- _Compito 1_: Nell'articolo sul matricidio di via Tafuri, a quanti anni di reclusione era stato condannato Caraccio in primo grado?
- _Compito 2_: Prosegui l'articolo sul matricidio di via Tafuri partendo dopo la sua ultima frase.

- _Testo scelto_:
"""
IL PROCESSO

Battipaglia, matricidio di via Tafuri: si torna in Appello

Caraccio uccise l’anziana in preda a deliri e visioni. Cassazione: rivedere il trattamento sanzionatorio

BATTIPAGLIA - Uccise la madre Vittoria Natella , 74 anni all’epoca del delitto, in un momento di delirio e allucinazioni. Per la Cassazione, Prima sezione penale, è da rifare il processo di appello a Gaetano Caraccio , 45 anni, di Battipaglia, solo per la parte che riguarda il trattamento sanzionatorio e la determinazione della misura di sicurezza della pericolosità sociale. Il fascicolo torna alla Corte di Assise e di Appello di Salerno. Caraccio è stato prosciolto dall’accusa di matricidio a gennaio scorso in Appello perché ritenuto totalmente incapace di intendere e di volere al momento del fatto, mentre in primo grado, al termine del giudizio abbreviato, era stato condannato a dieci anni di reclusione.

A seguito del proscioglimento era stata disposta la misura di sicurezza del ricovero in una Rems per la durata minima di dieci anni perché la patologia di cui soffre il 42enne può riesplodere da un momento all’altro in assenza di un’adeguata terapia farmacologica. Quella sera, era il 22 dicembre di tre anni fa, Caraccio era fuori di sé e preso dalle sue paranoie uccise la madre. La tragedia familiare avvenne in una palazzina di via Clemente Tafuri, nel parco delle Magnolie. La donna, vedova da diversi anni, ricostruiranno gli inquirenti nel corso delle indagini, fu soffocata a mani nude mentre si trovava nella stanza da letto. Solo il mattino seguente, poco dopo le 9, i carabinieri della compagnia di Battipaglia bussarono alla porta dell’abitazione al terzo piano. A chiedere il loro intervento era stato un inquilino del palazzo, infastidito dai rumori molesti che arrivavano dall’appartamento della famiglia Caraccio.
"""
- _Materiale in esame_:
"""
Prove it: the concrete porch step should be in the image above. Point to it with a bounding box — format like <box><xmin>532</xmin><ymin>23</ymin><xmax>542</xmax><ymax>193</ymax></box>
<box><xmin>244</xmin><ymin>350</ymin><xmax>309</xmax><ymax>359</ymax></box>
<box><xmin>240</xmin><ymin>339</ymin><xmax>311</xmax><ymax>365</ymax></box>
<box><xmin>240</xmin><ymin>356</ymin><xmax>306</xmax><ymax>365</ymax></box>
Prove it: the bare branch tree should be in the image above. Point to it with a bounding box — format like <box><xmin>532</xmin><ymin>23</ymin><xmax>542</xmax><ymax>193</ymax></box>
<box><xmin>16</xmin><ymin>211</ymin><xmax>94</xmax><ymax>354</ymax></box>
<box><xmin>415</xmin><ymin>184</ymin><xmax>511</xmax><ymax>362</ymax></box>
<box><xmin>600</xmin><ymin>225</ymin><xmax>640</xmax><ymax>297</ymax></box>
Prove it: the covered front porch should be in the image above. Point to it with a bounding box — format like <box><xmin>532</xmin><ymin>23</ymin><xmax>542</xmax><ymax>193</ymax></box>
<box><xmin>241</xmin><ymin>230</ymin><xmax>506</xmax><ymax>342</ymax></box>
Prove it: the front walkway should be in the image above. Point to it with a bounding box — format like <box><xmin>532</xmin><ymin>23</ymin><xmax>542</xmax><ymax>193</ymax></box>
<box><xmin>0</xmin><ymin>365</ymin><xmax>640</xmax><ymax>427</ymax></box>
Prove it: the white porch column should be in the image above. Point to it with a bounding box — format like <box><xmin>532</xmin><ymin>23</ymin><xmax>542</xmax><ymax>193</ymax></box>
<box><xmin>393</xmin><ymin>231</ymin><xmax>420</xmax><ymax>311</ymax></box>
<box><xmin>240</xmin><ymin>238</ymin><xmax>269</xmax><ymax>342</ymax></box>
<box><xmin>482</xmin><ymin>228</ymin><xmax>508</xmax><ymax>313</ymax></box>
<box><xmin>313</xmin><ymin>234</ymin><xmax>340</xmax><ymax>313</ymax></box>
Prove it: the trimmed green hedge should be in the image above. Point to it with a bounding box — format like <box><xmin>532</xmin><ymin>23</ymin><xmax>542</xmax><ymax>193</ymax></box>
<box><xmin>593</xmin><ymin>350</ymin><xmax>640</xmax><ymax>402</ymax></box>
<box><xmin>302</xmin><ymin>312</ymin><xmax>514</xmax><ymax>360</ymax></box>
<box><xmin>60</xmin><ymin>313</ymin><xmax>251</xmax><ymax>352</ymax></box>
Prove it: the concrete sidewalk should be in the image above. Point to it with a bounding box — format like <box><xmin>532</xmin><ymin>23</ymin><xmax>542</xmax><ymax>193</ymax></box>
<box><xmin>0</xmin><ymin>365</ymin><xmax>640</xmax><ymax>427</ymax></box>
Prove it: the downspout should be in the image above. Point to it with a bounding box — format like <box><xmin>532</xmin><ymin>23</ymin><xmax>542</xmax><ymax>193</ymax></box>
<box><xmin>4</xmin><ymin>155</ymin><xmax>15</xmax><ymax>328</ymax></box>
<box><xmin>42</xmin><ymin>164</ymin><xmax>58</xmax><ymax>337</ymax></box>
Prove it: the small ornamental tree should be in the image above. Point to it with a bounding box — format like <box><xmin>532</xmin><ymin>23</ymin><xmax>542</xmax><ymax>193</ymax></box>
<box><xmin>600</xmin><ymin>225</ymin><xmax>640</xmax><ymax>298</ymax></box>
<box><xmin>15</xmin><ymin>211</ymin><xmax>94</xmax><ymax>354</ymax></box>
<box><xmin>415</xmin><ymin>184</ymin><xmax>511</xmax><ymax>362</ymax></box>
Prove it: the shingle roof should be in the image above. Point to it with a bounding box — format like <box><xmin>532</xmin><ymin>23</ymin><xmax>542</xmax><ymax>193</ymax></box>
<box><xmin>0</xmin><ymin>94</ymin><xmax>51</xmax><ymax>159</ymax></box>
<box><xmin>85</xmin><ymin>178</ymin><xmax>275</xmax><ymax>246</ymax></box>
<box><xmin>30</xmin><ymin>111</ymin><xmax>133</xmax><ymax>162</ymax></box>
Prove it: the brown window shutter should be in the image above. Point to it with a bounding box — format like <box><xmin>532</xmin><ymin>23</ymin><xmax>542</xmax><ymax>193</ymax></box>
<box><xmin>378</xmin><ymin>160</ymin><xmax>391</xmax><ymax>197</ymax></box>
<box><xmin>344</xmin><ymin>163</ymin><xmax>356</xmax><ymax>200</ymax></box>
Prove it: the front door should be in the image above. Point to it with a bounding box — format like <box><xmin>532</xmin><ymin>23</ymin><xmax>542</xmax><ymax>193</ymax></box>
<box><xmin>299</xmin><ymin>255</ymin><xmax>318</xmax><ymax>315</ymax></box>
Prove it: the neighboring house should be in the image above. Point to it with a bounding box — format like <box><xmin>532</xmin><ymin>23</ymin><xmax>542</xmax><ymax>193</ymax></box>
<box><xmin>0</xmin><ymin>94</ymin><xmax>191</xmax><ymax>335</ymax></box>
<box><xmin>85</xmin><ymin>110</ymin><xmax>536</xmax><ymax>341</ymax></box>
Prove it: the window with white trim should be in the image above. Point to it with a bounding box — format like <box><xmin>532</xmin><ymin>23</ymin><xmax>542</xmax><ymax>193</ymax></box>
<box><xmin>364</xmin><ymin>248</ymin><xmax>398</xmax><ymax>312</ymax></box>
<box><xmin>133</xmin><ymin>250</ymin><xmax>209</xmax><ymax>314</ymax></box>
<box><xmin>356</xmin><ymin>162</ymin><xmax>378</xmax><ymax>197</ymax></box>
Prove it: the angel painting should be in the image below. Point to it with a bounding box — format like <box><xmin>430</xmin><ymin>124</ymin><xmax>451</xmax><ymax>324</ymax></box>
"""
- _Risposta 1_: A dieci anni di reclusione.

- _Risposta 2_:
Una volta raggiunta la stanza da letto, ai militari si presentò la scena della donna morta. Il figlio, invece, era in garage: scioccato e disorientato. Le indagini per chiarire l’omicidio furono subito indirizzate sul rapporto tra madre e figlio, sul disagio correlato alle condizioni di vita familiari e sociali e sulla patologia psichica del figlio. La vittima venne descritta come una figura paranoica. L’assassino le era molto attaccato, quasi in modo viscerale. Il figlio, inoltre, soffriva oltremodo il peso di dover badare alla madre, anziana e con gravi problemi di salute. Agli inquirenti ammise le sue responsabilità: «Ho ucciso, chiedo perdono a tutti». Ora, il processo ritorna in Appello, ma solo per rivalutare le pene sanzionatorie, tra le quali la durata della misura di sicurezza.